**INSTRUCTIONS TO FOLLOW**
In the passage below on running PMOs in the new normal, why does the author consider the concepts of PRINCE2 Agile the most useful right now? Answer in one to three sentences.

On a practical level, we are so used to being in front of our boards and PMOs to get approval and support that many have found it difficult to re-structure and adapt. Admittedly, the first couple of lockdown weeks were the worst for most before we entered a routine of sorts.
That has included the ability to interact in a digital way; something many had approached as “additional value” as opposed to the norm. Now we find that people might be stuck between being overconnected by technology while disconnected on a human level.
Thinking ahead, PMOs are now exploring how they structure work and support delivery teams to be more pragmatic and realistic when looking at future projects and programmes.
So, what do I see as top of the PMO to-do list for the new normal?
Running projects and programmes in the new normal
Organizations may have to do more with less as we approach the new normal. Projects and programmes that are under performing will not be tolerated. So, good project management – providing visibility and enabling the right decisions for the right reasons – is a key area where best practice will support the new normal.
This means having to review the way organizations teach and learn best practices: at Wellingtone, we developed our APM Accredited PMO Leader course to be based around three key pillars not normally used for traditional training methods, namely Project Based Learning (PBL), reflective practice, and critical thinking.
This approach is different because the course is not about passing an exam, but instead focuses on reality, making delegates accountable to their peers and their trainers/mentors, and provides a real change to the organization. This has now shifted again as we re-structure our courses to be delivered virtually, with trainers live in a studio so interaction can still take place.
Getting help from PRINCE2 Agile and other approaches
I think the concepts of PRINCE2 Agile® are the most useful right now. People are at home, dealing with many distractions, so taking a more agile approach with work packages (making them more digestible for example), providing clear timeboxes to enable regular touchpoints and revising what did and didn’t get done are all fundamental pieces of the puzzle.
From a project management perspective, my personal focus is based on becoming a P3M3 Assessor. This new perspective combines with the maturity work I have done before to support organizational development.
Also, with my focus on the people side of project management, I have gone back to Neuro Linguistic Programming (NLP) to offer mentoring and support following training. This has meant refreshing my practitioner qualification while working towards Master Practitioner.
I believe that the people side of PMO and project management is more important than ever; now we are all responsible for ourselves in our own space, our own time and have the ability to procrastinate!

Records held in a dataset

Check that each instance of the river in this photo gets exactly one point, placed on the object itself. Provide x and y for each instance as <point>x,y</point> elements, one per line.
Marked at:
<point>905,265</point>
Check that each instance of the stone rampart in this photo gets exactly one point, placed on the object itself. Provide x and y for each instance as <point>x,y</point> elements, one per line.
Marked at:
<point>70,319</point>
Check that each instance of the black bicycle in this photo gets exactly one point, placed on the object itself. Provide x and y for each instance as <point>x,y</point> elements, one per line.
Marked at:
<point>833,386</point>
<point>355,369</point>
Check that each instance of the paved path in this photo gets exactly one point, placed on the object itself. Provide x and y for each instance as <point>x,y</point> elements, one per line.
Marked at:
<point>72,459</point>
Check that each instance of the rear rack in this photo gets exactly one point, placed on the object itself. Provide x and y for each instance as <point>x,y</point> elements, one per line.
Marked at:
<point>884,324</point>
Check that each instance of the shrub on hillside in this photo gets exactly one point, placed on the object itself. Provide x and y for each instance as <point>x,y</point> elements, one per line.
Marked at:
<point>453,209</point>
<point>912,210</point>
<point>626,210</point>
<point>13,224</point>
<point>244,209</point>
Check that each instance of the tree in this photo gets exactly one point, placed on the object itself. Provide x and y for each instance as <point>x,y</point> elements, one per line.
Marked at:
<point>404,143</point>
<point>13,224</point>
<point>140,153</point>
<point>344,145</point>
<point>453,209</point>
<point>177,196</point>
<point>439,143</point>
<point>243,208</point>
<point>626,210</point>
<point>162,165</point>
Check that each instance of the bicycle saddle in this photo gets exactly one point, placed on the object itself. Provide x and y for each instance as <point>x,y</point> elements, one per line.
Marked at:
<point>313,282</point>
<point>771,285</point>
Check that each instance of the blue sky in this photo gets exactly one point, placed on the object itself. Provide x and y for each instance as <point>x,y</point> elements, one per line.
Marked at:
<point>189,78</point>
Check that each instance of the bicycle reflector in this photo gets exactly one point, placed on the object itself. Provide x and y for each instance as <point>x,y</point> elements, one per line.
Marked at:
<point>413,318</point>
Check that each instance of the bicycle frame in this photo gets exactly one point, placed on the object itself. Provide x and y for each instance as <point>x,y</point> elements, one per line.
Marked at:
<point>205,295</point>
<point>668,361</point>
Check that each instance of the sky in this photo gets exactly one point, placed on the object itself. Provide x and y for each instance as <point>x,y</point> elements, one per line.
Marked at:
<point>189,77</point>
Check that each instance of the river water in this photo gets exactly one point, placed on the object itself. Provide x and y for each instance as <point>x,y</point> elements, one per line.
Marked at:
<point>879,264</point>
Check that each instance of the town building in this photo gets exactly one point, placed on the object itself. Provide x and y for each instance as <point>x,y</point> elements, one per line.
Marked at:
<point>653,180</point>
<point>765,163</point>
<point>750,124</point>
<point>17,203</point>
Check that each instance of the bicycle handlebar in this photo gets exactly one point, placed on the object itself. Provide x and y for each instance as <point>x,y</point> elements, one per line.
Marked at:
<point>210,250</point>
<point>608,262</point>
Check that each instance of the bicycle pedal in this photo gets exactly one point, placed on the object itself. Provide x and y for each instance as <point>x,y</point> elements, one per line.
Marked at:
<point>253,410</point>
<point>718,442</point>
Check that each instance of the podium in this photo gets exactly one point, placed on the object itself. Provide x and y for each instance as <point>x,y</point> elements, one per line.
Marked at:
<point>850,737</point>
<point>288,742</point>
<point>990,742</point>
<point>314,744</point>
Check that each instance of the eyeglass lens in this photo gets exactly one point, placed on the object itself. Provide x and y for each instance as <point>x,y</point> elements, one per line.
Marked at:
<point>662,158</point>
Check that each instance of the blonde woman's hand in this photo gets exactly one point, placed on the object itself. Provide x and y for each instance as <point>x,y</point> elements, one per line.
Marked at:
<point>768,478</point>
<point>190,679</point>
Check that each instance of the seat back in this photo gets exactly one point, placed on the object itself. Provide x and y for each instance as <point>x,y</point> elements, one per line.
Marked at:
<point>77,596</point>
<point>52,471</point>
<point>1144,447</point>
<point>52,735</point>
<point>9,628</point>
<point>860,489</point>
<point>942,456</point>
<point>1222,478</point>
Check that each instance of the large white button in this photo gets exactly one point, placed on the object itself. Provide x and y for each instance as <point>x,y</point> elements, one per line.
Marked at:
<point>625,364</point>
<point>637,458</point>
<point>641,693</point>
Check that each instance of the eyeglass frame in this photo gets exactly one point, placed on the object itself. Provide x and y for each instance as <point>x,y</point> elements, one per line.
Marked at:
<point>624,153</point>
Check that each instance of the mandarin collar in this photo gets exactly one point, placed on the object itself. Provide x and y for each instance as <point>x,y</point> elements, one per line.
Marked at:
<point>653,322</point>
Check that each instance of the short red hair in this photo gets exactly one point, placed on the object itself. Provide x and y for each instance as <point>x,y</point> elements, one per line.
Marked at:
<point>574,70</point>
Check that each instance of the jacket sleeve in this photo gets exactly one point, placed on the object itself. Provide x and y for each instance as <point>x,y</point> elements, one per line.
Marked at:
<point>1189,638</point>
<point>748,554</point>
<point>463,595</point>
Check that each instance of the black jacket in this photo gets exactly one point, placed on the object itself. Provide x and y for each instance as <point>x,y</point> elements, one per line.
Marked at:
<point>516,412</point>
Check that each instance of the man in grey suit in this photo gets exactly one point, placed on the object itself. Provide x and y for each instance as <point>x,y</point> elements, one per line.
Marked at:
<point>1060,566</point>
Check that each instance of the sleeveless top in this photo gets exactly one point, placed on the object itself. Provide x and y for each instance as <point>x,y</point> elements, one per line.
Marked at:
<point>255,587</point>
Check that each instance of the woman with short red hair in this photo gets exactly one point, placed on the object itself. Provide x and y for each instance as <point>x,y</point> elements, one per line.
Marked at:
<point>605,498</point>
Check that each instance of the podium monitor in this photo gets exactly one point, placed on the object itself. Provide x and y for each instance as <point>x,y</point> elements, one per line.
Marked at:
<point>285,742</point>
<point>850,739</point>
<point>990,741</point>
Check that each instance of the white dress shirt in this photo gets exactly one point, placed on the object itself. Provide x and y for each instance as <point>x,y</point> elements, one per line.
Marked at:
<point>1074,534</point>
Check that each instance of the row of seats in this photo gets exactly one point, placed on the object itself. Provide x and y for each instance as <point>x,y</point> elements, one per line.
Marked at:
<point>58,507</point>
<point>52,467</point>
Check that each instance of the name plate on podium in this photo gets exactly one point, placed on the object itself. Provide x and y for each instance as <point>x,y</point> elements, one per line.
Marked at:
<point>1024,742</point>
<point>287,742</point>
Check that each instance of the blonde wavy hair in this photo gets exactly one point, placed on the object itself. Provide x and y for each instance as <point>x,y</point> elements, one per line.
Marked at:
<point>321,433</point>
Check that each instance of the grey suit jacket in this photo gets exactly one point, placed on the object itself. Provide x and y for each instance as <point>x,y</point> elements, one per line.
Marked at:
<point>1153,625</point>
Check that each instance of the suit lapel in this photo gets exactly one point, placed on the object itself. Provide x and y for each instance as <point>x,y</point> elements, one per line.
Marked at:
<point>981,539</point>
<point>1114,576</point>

**EXPECTED ANSWER**
People are working at home with many distractions, so a more agile approach fits the situation. Work packages can be made more digestible, clear timeboxes allow regular touchpoints, and teams can review what did and didn't get done.